EXERCISE INSTRUCTIONS: Give a verbatim copy of the data, leaving the pictures out.
══════════
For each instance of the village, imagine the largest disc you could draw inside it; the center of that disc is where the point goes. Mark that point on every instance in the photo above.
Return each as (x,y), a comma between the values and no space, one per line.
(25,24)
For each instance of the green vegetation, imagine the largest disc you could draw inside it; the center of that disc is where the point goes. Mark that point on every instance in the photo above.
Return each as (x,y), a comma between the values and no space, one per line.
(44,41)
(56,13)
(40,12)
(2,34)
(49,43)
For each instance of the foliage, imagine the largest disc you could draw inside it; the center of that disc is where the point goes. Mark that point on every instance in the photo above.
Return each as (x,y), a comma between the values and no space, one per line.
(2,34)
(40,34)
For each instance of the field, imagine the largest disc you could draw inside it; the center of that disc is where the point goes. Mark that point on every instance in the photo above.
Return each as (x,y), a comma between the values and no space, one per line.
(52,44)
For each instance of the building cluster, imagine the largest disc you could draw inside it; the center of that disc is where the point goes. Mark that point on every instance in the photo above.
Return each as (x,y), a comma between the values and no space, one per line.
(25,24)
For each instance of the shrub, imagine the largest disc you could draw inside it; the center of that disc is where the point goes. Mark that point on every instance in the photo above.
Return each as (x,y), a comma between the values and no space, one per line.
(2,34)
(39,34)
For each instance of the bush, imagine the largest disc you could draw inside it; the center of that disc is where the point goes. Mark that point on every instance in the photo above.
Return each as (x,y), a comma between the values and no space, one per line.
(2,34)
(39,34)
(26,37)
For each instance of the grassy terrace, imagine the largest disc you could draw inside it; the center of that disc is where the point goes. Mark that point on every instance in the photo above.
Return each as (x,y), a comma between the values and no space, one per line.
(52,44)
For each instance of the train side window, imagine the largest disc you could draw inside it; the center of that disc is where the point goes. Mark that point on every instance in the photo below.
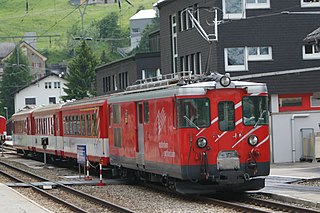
══════════
THE COMPLETED TASK:
For each instance of the village, imagine the largest disc you could draw inside it; the center of that disc is where the point goes. Mark that point on every instance in the photo above.
Return each as (x,y), a comma between the values and no space, one per line.
(25,24)
For each instance of the green vegetation, imagine the largest disc you could draw inside it; the center of that disc is where the point goes. Mark that point on every instance in the photo above.
Return each as (x,y), a comma between the values and no space, one per line.
(44,41)
(56,13)
(40,12)
(2,34)
(49,43)
For each instance of the foliage, imagine the largest disc you could draw inside it; the center of that disc is where the point goes. Mark that point on every instance in the photo above.
Return each as (x,y), a comma between the values and no space, one per line.
(2,34)
(40,34)
For each instance of the field, imagine the largest disc you could draw inside it; the center of that disc is where the point goes. Mark that point on every instance in the photo above.
Return each as (x,y), a comma between the values and no space, one per line.
(52,44)
For each instance of the building cluster, imagine the largest disc you could draw inside it; the center of that disc is where the point goes. Mark that point on every instance in the photo above.
Return each as (x,y), a comma between the values and no space, one per line.
(25,24)
For each instance of the shrub, imagine the largest disc you could draw inside it; the center of that disc is where the point goes. Mark that point on every instance in the photo above.
Return each as (x,y), a comma between the values and no space, one per line.
(2,34)
(39,34)
For each instance of the bush, imagine the largest disc you could draw inside it; the center of that disc is where the point goes. Mark that point on every instance in the photo above.
Return each as (x,y), a comma between the values and no space, one per line.
(2,34)
(39,34)
(26,37)
For each instance of the grassy terrace, imagine the largest disc you could draw inside it; the center of that disc is where the point goes. Mark that point on every instance in the photo above.
Return each as (x,y), a comma between the values and no space, one per line.
(52,44)
For each instance of the train side window, imagine the largest disc you could draw inside it; the center of that disc is where the point goes. Mark that point on every instance in the photo below.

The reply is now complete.